### [課題 A]
読解文によると、人体錬成が失敗したとき、エドは代価として何を失ったか。

### [読解文]

· · · · · · ·

幼い頃に最愛の母親を亡くした兄エドと弟アル。彼らは母親を生き返らせるため、錬金術における最大の禁忌(タブー)・人体錬成に挑んだ。しかし錬成は失敗に終わり、エドは左脚を、アルは身体のすべてを代価として失ってしまう。瀕死のエドはとっさに再錬成を行い、自分の右腕と引き換えにアルの魂を鎧に定着させることに成功した。それから数年後、鋼鉄の義肢を装着し国家錬金術師となったエドは、奪われたすべてを取り戻すためにアルと旅を続けている。

スタッフ

監督:曽利文彦
原作:荒川弘「鋼の錬金術師」(「ガンガンコミックス」スクウェア・エニックス刊)

キャスト

エド:山田涼介
ウィンリィ:本田翼
マスタング:ディーン・フジオカ
ホークアイ:蓮佛美沙子
エンヴィー:本郷奏多

マルコー:國村隼

コーネロ:石丸謙二郎
グレイシア・ヒューズ:原田夏希
グラトニー:内山信二
ロス:夏菜
タッカー:大泉洋(特別出演)

マース・ヒューズ:佐藤隆太

ハクロ:小日向文世

ラスト:松雪泰子

本郷奏多(ホンゴウカナタ)
1990年11月15日、宮城県生まれ。2002年「リターナー」で俳優デビュー。2005年「HINOKIO」で映画初出演を務める。以後、「NANA2」「GANTZ」「進撃の巨人」などに出演。映画、ドラマ、舞台と幅広く活動し、「BTOOOM!」「ガンダムビルドファイターズ」「ダンガンロンパ3 The End of 希望ヶ峰学園」「いぬやしき」といったアニメ作品で声優にも挑戦。現在はドラマ「アカギ」「ラブホの上野さん season2」で主演を務めており、出演した映画「氷菓」「鋼の錬金術師」は全国で公開されている。2018年には、アニメ版と同じく安堂直行役で実写映画「いぬやしき」に出演。

· · · · · · ·

### [記録一覧]
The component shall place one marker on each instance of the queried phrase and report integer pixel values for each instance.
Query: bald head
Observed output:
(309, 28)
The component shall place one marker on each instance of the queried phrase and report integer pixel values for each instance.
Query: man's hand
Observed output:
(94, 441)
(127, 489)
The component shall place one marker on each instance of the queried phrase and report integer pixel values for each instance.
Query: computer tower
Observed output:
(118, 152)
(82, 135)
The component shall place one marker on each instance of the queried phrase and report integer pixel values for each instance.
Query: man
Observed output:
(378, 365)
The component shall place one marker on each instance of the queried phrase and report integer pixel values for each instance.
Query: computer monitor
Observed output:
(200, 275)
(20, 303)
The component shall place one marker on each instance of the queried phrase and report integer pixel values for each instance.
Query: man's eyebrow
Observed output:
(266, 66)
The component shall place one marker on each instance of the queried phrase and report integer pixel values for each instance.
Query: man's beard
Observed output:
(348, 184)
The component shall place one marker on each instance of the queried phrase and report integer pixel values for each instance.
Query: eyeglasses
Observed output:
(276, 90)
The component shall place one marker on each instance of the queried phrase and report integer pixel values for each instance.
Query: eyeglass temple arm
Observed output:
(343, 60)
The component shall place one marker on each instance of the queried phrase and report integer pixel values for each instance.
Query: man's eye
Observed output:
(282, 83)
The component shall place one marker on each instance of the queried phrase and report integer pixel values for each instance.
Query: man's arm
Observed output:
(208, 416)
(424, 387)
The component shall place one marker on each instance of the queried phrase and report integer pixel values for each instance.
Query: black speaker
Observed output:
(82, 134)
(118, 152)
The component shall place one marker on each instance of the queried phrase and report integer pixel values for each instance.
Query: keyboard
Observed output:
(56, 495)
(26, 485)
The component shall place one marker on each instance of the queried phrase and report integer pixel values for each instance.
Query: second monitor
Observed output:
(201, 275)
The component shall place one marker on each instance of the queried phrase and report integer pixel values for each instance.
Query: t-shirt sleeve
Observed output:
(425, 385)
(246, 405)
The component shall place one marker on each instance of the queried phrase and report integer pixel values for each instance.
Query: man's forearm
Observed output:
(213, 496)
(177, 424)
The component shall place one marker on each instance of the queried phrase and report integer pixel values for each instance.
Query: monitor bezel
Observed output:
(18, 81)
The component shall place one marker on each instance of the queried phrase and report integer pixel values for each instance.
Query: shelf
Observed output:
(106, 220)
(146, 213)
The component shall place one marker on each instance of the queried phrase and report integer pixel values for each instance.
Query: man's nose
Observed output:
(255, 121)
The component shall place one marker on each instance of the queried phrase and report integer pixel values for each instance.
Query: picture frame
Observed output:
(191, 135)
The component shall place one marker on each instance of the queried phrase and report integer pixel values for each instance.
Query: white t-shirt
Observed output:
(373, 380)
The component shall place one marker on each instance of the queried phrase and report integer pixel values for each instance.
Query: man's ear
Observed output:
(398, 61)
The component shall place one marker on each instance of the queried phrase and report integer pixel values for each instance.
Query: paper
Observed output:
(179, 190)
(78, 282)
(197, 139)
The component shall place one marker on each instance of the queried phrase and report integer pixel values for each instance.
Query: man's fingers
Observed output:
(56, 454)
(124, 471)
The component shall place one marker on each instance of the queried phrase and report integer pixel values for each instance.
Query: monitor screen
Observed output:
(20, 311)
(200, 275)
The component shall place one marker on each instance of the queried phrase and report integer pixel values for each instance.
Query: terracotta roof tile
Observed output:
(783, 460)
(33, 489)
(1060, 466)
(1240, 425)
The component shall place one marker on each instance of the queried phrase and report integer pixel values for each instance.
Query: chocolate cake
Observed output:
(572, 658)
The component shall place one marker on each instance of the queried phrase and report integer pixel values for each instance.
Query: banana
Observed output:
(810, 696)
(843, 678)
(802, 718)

· · · · · · ·

### [課題 B]
記録の中で文字列「shirt」を含む行を数え、その数だけを答えよ。

### [解答例 A]
左脚

### [解答例 B]
2